Exercise goal
Repeat the records below line for line, leaving out the pictures.

◆ ◆ ◆ ◆

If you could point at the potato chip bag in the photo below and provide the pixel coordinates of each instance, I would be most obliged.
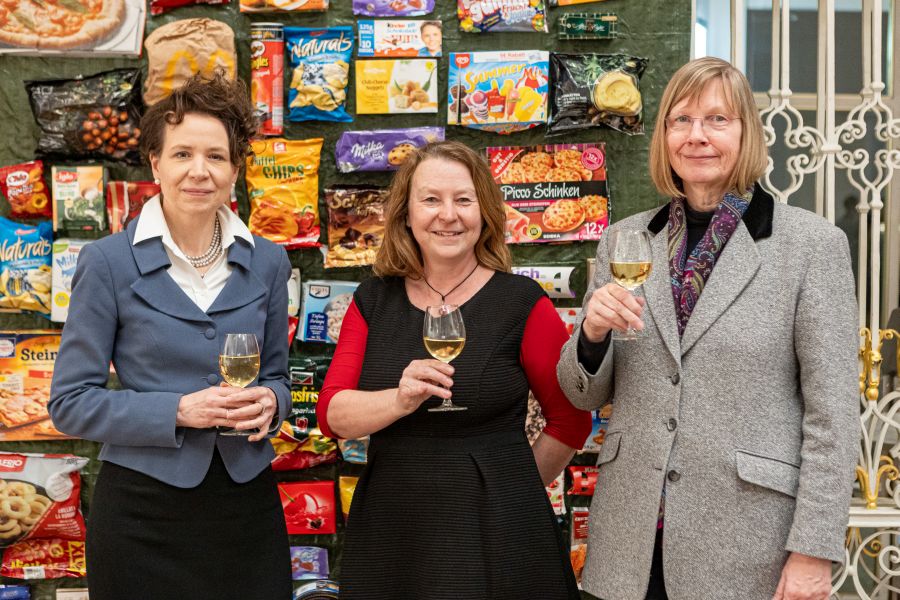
(283, 186)
(320, 63)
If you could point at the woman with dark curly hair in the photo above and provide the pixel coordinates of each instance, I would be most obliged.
(181, 509)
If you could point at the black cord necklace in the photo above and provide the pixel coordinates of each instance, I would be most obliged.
(444, 296)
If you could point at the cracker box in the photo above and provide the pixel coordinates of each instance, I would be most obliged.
(553, 193)
(26, 368)
(399, 38)
(324, 305)
(503, 91)
(393, 86)
(65, 258)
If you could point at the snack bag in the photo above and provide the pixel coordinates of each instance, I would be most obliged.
(320, 62)
(593, 90)
(481, 16)
(44, 559)
(25, 266)
(25, 190)
(40, 497)
(91, 117)
(283, 186)
(355, 225)
(392, 8)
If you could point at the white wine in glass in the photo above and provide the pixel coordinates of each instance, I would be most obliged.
(445, 337)
(239, 366)
(630, 263)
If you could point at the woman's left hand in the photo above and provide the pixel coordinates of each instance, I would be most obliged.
(254, 408)
(804, 578)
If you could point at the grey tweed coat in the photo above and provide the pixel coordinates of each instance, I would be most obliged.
(750, 420)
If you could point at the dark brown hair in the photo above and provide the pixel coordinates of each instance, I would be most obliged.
(217, 96)
(400, 254)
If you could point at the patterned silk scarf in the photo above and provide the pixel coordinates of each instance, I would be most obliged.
(689, 273)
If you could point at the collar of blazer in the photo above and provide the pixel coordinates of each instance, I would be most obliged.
(159, 290)
(739, 262)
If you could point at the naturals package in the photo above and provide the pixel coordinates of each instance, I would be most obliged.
(324, 305)
(553, 193)
(502, 91)
(392, 86)
(65, 258)
(283, 186)
(26, 368)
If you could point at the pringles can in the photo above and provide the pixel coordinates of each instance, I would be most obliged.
(267, 76)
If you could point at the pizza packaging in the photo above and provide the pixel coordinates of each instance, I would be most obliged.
(320, 72)
(44, 559)
(502, 91)
(309, 506)
(181, 49)
(396, 85)
(355, 225)
(553, 193)
(65, 258)
(26, 191)
(482, 16)
(25, 266)
(283, 186)
(40, 497)
(596, 90)
(381, 149)
(324, 305)
(392, 8)
(113, 28)
(398, 39)
(90, 117)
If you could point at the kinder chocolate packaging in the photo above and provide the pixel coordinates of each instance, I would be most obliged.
(502, 91)
(553, 193)
(40, 497)
(309, 506)
(355, 225)
(283, 186)
(392, 86)
(65, 258)
(381, 149)
(324, 305)
(481, 16)
(392, 8)
(399, 38)
(320, 63)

◆ ◆ ◆ ◆

Output for this task
If you could point at the potato chip bag in the photo below and provide the pixel coordinates of each instance, I would be most obliged.
(283, 186)
(320, 63)
If you could point at the woman with dark curly hair in the photo above and provide the pixel coordinates of each instance, I would be most obliged.
(181, 509)
If you could point at the black cord necklace in the photo above and provide the pixel coordinates of each instance, I would be most obliged.
(444, 296)
If you could point at the cracker box in the photo above and provide the pixel coordinates of each instance, I would be most obliged.
(553, 193)
(26, 368)
(399, 38)
(324, 305)
(503, 91)
(393, 86)
(65, 258)
If you could point at the snack bag in the photo above and provide the pixel coordinates of each instance, I would be most obliged.
(320, 62)
(593, 90)
(481, 16)
(44, 559)
(25, 266)
(25, 190)
(40, 497)
(91, 117)
(283, 186)
(355, 225)
(392, 8)
If you could point at the white wine in glass in the photo above and provide the pixel coordinates of each instance, I would be most obliged.
(445, 337)
(239, 366)
(630, 263)
If you could point at the woman's left hand in the photo above and provide the pixel coordinates of each instance, I would be most obliged.
(254, 408)
(804, 578)
If you could point at the grey tweed coat in the photo above and provide the pixel coordinates of each instance, I would be most obliged.
(750, 420)
If you could point at the dark brown hair in the photo above and provide the pixel coordinates of each instance, I would be most obliged.
(217, 96)
(400, 254)
If you could point at the patterned silk scarf in the photo above and provide the pixel coordinates of each instance, I would be most obliged.
(689, 273)
If you could point at the collar of blazer in the photo above and provide the pixel coordinates of each instance, I would be most obliged.
(159, 290)
(739, 262)
If you could point at the naturals package in the photo above and provide the pixel coordinates of each instance, I would be most obliged.
(324, 305)
(553, 193)
(502, 91)
(392, 86)
(65, 258)
(283, 186)
(26, 368)
If you could point at the pringles can in the photo above and provide the pixel coordinates of each instance, I would be most obliged.
(267, 76)
If you could point at the pizza packaging in the photo above and provide the pixel coordinates of each instance, I would be most obliged.
(320, 72)
(44, 559)
(502, 91)
(309, 506)
(181, 49)
(396, 85)
(355, 225)
(553, 193)
(65, 258)
(26, 191)
(482, 16)
(25, 266)
(283, 186)
(40, 497)
(596, 90)
(381, 149)
(324, 305)
(392, 8)
(113, 28)
(398, 39)
(90, 117)
If you could point at the kinder chocolate packaging in the photo above and provide the pixel coordinates of each instance, I would be most obliged.
(502, 91)
(553, 193)
(40, 497)
(309, 506)
(355, 225)
(283, 186)
(392, 86)
(65, 258)
(381, 149)
(324, 305)
(481, 16)
(392, 8)
(399, 38)
(320, 63)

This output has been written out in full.